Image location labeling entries
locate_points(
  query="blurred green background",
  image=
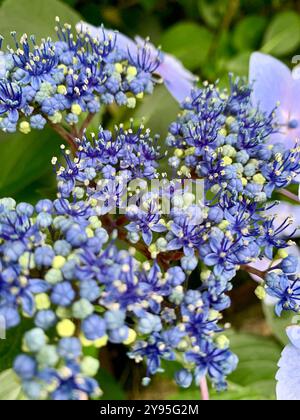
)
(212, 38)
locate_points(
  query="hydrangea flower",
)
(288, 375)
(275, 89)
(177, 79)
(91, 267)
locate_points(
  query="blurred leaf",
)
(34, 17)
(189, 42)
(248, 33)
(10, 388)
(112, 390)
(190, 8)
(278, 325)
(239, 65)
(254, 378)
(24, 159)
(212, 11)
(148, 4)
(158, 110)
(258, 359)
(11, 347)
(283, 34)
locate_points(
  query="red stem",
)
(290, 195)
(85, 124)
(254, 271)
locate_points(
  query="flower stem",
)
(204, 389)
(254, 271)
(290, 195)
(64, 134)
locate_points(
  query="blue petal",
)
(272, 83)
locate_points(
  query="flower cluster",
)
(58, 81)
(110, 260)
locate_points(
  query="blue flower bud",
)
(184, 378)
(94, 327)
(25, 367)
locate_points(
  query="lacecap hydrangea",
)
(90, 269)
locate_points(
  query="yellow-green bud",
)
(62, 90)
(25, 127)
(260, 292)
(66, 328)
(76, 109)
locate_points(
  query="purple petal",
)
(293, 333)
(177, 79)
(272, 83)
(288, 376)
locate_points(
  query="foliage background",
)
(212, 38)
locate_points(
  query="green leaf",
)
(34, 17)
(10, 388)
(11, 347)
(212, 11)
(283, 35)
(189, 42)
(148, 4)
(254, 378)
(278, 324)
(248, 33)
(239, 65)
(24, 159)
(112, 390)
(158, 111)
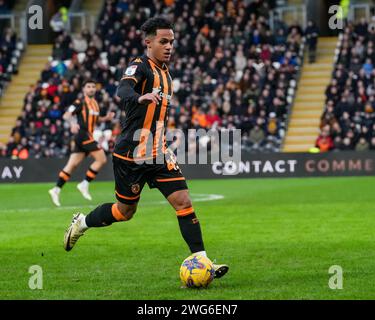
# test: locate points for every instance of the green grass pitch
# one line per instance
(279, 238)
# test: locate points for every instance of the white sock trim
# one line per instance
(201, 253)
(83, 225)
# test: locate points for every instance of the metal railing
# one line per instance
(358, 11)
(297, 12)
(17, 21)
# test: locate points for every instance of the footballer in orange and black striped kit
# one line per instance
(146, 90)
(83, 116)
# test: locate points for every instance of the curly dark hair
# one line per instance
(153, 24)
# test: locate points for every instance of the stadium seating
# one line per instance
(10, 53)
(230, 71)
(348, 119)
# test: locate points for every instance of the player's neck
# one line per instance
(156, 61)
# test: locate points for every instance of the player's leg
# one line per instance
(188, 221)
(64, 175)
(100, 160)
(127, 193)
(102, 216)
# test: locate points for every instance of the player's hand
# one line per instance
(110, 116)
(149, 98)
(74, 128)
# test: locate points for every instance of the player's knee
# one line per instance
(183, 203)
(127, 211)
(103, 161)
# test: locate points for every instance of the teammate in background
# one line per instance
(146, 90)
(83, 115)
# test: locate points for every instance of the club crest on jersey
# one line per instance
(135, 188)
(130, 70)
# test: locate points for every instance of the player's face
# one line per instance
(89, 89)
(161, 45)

==

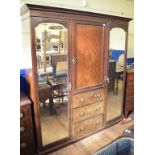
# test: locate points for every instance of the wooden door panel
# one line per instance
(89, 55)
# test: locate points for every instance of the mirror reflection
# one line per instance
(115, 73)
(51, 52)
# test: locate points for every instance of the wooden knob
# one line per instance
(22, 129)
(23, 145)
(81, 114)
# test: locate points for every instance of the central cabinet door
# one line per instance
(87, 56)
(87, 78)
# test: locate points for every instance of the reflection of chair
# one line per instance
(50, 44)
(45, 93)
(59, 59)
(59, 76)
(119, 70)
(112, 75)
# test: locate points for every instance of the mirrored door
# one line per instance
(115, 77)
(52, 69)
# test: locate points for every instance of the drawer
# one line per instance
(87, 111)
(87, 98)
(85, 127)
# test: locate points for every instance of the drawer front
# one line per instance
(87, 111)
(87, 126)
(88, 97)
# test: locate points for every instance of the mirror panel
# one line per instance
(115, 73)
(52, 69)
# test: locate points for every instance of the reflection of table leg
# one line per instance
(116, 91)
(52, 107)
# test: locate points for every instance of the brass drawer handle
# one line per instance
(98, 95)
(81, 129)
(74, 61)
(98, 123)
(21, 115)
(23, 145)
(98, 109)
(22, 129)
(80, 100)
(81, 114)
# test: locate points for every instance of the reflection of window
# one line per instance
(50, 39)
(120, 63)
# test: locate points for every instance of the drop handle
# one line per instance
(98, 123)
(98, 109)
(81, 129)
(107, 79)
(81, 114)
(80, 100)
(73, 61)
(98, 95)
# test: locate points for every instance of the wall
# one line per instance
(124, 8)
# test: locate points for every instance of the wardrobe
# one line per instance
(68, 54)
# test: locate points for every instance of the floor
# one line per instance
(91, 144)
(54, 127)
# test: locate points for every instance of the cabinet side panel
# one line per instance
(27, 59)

...

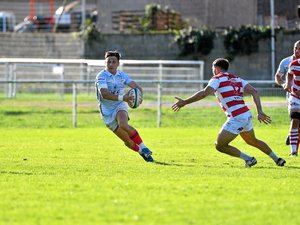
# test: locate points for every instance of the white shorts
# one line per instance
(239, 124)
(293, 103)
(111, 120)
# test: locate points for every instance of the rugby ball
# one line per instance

# Your objective:
Find every line in the entries above that contains the word "cabinet", and copy each of those lines. Case counts.

# Solution for this exercise:
# test: locate points for every instance of the central cabinet door
# test: locate points for every instance of the cabinet side panel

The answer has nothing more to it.